(Record extracts Opens)
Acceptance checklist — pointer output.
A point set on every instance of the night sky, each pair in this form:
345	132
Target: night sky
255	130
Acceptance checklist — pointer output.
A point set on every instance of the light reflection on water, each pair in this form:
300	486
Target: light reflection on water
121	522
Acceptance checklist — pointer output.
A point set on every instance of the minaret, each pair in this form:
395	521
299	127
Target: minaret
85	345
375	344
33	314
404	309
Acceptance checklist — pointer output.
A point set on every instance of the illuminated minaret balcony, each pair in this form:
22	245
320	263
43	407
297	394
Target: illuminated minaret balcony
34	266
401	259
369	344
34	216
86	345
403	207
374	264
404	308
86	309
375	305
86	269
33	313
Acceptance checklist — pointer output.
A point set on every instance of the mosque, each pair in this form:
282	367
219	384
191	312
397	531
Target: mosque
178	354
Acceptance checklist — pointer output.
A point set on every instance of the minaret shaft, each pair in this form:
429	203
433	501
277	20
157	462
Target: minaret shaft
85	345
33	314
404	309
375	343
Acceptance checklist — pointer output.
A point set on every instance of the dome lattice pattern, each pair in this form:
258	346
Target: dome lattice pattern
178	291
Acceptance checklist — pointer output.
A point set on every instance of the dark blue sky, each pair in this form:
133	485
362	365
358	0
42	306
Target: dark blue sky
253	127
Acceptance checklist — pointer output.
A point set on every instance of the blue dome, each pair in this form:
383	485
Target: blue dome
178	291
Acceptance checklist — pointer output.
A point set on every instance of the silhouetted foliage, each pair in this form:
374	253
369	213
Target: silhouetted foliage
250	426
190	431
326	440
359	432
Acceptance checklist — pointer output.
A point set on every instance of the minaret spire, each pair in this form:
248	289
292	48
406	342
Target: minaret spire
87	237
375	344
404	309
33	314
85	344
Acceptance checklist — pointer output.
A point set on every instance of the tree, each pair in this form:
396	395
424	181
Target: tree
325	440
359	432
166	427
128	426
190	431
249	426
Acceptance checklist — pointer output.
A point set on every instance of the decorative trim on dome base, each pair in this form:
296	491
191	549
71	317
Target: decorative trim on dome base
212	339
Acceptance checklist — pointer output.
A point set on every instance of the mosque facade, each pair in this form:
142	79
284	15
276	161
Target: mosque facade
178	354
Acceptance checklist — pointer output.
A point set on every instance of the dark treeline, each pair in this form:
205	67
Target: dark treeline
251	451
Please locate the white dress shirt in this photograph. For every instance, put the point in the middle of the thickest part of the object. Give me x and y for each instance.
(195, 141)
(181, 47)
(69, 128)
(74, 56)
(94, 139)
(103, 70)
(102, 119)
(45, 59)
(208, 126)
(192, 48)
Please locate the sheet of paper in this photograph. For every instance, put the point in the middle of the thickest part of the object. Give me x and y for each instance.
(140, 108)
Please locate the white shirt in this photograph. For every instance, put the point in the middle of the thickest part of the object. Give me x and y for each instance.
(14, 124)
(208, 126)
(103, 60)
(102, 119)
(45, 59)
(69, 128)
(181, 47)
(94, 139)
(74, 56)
(Record extracts Closes)
Work instruction: Each entry above is to be transcribed word for word.

Solved problem:
Acceptance checklist — pointer output.
A point set on every instance of the night sky, each pair in this form:
345	132
Target: night sky
255	130
Acceptance checklist — pointer output.
A point set on every instance of the light reflection on water, each pair in this form:
300	486
Target: light reflection on water
121	522
Acceptance checklist — pointer output.
A point set on every instance of the minaret, each pair in this form:
395	521
299	127
Target: minaret
85	345
375	344
33	314
404	309
Acceptance checklist — pointer output.
A point set on every instance of the illuminated minaret balcony, each pair in this form:
22	245
320	263
43	407
297	394
Target: illuminated minaret balcony
34	266
401	259
369	344
34	216
86	345
403	207
374	264
404	308
86	309
375	305
86	269
33	313
Acceptance checklist — pointer output.
A point set on every instance of the mosque, each pair in this form:
282	367
219	384
191	312
397	531
Target: mosque
178	354
Acceptance checklist — pointer output.
A point set on every instance of the minaret shaft, each pair in this form:
429	203
433	501
277	20
157	462
Target: minaret shaft
85	345
33	314
404	309
375	343
Acceptance checklist — pointer output.
A point set on every instance of the dome lattice pattern, each pair in this form:
258	346
Target: dome lattice pattern
178	291
Acceptance checklist — pointer output.
A point set on every instance of the dark blue sky, each pair in this form:
133	485
362	365
358	0
42	306
Target: dark blue sky
253	127
Acceptance checklist — pointer output.
A point set on every instance of the blue dome, each pair in this form:
383	485
Target: blue dome
178	291
Acceptance checklist — pointer output.
A point set on every instance of the silhouetted foliage, each pair in this form:
374	253
369	213
Target: silhouetted foliage
250	426
190	431
326	440
359	432
Acceptance checklist — pointer output.
A point set on every instance of the minaret spire, each pair in this form:
248	289
292	48
406	342
Target: minaret spire
87	237
375	344
404	309
33	314
85	344
Acceptance checklist — pointer output.
A point set on every instance of the tree, each pair in this form:
396	395
424	181
Target: tree
325	440
359	432
166	427
128	426
190	431
249	426
Acceptance checklist — pointer output.
A point set on every instance of the decorative trim on dome base, each pair in this form:
296	491
191	549
71	317
Target: decorative trim on dome base
212	339
Acceptance checklist — pointer output.
A point set on every instance of the mosque facade, each pair in this form:
142	79
284	15
276	161
Target: mosque facade
178	354
Acceptance checklist — pointer output.
A point set on every instance of the dark treeline, each pair in this form:
205	67
Target: dark treeline
251	451
Please locate the white dress shirt in this photograph. For every instance, put the point in the middle of the thickest part of the object. Give me x and y for each instance.
(195, 141)
(181, 47)
(69, 128)
(74, 56)
(94, 139)
(103, 70)
(102, 119)
(45, 59)
(208, 126)
(192, 48)
Please locate the sheet of paper in this photograph. For every instance, put the point in the middle of the thickest part of the object. Give me x and y for each instance.
(140, 108)
Please locate the white shirt in this photograph. For every instance, put the point in the middle of the thickest part of the object. Give me x and y for each instance.
(14, 124)
(208, 126)
(103, 60)
(102, 119)
(45, 59)
(69, 128)
(181, 47)
(94, 139)
(74, 56)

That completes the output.